**Task objective**
In the entries starting at the line that contains "Practice. Find the bowl of graham" and ending at the line that contains "pixel 165 49", change "bowl" to "dish" and keep everything else the same. Return only those lines.

— start Supplied records —

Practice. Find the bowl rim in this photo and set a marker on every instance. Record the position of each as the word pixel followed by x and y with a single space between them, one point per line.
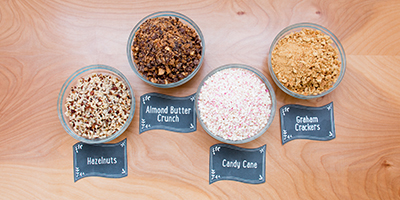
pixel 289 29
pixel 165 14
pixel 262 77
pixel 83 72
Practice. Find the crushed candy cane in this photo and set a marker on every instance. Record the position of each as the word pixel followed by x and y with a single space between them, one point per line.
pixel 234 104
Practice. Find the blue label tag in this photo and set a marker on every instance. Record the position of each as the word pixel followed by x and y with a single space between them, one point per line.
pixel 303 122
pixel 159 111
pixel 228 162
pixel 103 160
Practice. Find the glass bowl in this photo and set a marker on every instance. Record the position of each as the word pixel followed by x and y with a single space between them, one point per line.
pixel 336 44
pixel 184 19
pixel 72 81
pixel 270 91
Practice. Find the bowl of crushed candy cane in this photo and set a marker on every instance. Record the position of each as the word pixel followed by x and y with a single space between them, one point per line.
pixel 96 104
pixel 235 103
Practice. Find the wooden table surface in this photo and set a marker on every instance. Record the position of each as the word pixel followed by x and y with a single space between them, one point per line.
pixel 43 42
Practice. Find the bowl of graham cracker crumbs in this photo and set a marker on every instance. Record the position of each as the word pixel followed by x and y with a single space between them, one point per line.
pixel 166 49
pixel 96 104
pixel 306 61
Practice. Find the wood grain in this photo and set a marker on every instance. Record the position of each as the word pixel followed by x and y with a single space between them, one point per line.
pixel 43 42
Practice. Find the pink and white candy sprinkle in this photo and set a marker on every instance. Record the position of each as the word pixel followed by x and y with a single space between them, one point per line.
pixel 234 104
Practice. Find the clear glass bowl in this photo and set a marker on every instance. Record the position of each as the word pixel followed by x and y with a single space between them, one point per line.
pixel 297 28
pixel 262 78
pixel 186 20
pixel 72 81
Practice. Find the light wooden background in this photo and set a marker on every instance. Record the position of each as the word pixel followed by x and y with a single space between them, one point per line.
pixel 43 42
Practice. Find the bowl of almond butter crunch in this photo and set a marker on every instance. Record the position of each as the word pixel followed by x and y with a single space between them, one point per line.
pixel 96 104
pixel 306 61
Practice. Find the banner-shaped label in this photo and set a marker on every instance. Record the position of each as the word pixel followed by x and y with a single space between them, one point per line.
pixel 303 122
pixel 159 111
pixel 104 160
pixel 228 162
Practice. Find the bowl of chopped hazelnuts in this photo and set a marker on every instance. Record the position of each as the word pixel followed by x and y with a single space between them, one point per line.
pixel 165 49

— end Supplied records —
— start Supplied records —

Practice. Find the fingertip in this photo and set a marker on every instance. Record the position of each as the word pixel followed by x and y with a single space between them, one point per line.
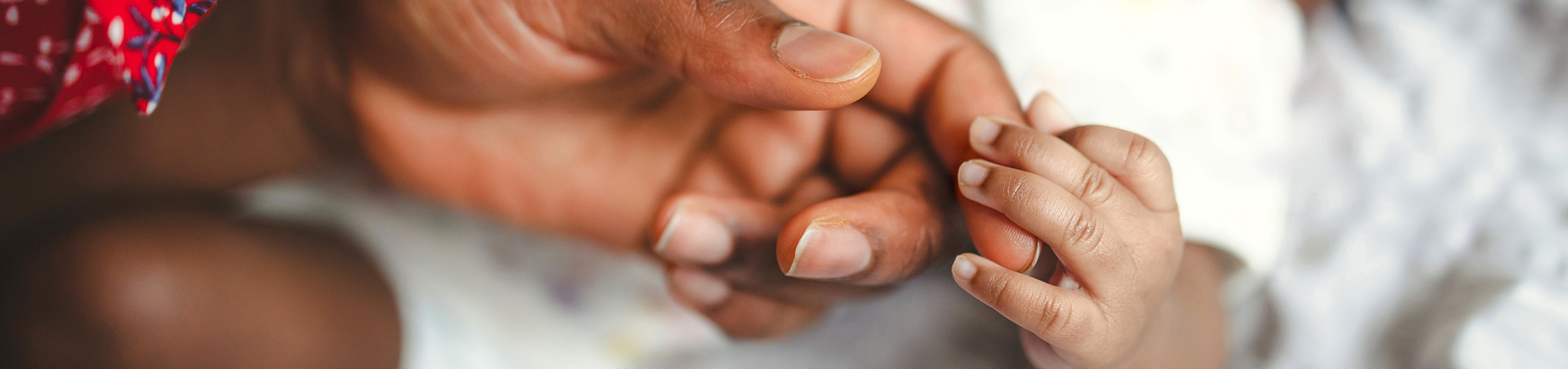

— end Supplied records —
— start Supplied records —

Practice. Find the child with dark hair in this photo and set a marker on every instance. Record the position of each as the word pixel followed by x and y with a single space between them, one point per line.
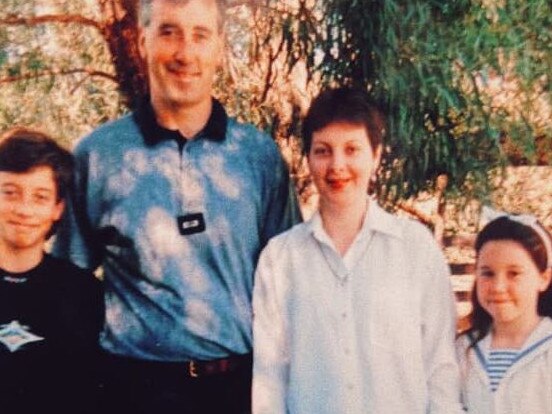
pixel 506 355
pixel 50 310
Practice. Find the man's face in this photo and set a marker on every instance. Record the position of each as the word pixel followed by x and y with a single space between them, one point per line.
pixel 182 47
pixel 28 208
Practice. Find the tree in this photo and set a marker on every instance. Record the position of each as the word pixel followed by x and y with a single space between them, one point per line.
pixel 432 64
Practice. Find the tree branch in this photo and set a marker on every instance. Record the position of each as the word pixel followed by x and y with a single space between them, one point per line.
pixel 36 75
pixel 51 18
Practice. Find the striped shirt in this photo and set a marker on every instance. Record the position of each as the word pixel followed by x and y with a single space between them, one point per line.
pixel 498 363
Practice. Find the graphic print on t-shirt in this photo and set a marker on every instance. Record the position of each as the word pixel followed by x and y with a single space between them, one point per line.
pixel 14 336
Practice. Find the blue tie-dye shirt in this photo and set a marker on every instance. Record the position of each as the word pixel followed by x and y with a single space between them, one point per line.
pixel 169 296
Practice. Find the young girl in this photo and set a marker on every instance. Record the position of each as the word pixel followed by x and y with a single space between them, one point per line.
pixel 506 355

— end Supplied records —

**Finished exercise**
Practice. Find the dish of graham cracker crumbs in this photo and set a marker on every instance. Record the position of each as the word pixel followed by x and y with a single space between them, one point per line.
pixel 166 49
pixel 96 104
pixel 306 61
Practice. Find the wood grain in this photo and set a marker on every instance. Record the position of each as the word pixel followed by x and y with a single space between them, one point per line.
pixel 43 42
Practice. Find the pink and white candy sprinkle in this photo and set a marker on every instance. Record the position of each as the word pixel followed by x and y with a single space between them, one point per line.
pixel 234 104
Practice. Find the clear glass dish in this photo and set a marker on every instance. Record the position of each as the word pixel followed by x and y with a single space between them, one point per line.
pixel 297 28
pixel 262 78
pixel 186 20
pixel 72 81
Practice. Find the light wooden background in this photo and set a marker on every instance. Record the position of each as the word pixel followed by x and y with a single space between them, one point per line.
pixel 43 42
Practice. Find the dish of almond butter crunch in this photo and set a marker on every instance. Record the position of each as the word pixel followed by x and y with a single space between them, one point per line.
pixel 96 104
pixel 306 61
Practice. Find the banner-shaped label in this photo and set a marker on every instance. Record the position of each as the word pixel followed by x and y with a single space between them, one point per line.
pixel 303 122
pixel 159 111
pixel 104 160
pixel 228 162
Practice. Find the dish of chopped hazelnuts in this photo and set a marker on every instance. Record the position of each as the word pixel followed by x and y with a single space between them, one point per line.
pixel 165 49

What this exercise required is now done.